- **Brano da esaminare**:
----------------

Sembra che la prevalenza nelle varie lingue di uno dei tre termini – ‘disastro’, ‘catastrofe’ o ‘emergenza’ – dipenda solo da una preferenza d’uso, quello che è chiaro è come l’evoluzione abbia portato ad un estensione degli eventi disastrosi e delle loro cause, siano esse naturali o artificiali o indotte.
Negli ultimi 40 anni la definizione di disastro o catastrofe è stata associata e fusa a quella di emergenza, dove per emergenza è da intendersi quella sociale scatenata da qualsivoglia evento.

----------------

- **Esercizio A**: Spiega da che cosa dipende, secondo il brano sui termini del disastro, la prevalenza nelle varie lingue di uno fra "disastro", "catastrofe" ed "emergenza". Rispondi in una o due frasi.
- **Esercizio B**: Ricopia fedelmente dal brano sui termini del disastro la parte che inizia con "Negli ultimi 40" e termina con "da qualsivoglia evento.".

Dati estratti
----------------

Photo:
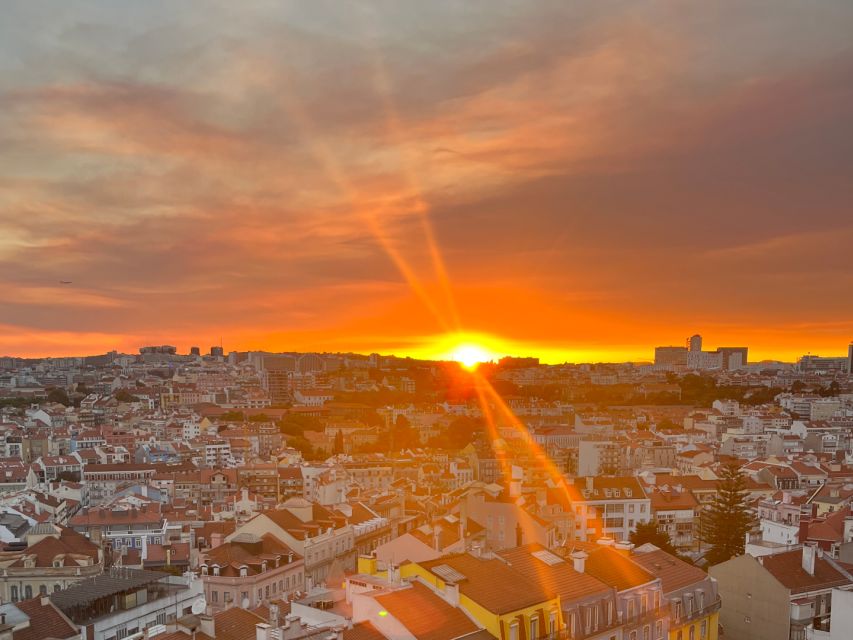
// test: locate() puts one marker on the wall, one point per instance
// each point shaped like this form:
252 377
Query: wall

----------------

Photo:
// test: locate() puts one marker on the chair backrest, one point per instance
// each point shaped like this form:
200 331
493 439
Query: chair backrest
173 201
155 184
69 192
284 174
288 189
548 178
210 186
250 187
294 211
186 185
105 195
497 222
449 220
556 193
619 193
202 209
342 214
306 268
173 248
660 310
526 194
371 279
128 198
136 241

----------------

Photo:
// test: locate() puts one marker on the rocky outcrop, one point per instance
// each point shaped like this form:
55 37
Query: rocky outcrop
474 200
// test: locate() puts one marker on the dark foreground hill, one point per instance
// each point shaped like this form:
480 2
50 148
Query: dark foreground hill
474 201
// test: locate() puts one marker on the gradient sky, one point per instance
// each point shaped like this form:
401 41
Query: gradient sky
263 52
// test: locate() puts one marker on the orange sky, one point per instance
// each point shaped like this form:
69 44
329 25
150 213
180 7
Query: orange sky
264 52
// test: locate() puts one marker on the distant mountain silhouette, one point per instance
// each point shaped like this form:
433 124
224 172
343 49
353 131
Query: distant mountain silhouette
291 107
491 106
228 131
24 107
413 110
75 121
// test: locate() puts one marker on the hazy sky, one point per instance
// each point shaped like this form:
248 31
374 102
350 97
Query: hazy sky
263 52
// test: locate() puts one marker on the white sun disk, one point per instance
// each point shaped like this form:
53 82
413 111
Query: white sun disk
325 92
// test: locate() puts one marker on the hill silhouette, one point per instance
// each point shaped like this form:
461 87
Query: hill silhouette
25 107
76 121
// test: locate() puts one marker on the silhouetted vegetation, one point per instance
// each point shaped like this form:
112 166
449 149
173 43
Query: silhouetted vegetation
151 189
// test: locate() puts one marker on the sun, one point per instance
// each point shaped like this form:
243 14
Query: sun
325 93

----------------

- **Soluzione A**: Secondo il brano, la prevalenza di uno dei tre termini sembra dipendere solo da una preferenza d'uso.

- **Soluzione B**:
Negli ultimi 40 anni la definizione di disastro o catastrofe è stata associata e fusa a quella di emergenza, dove per emergenza è da intendersi quella sociale scatenata da qualsivoglia evento.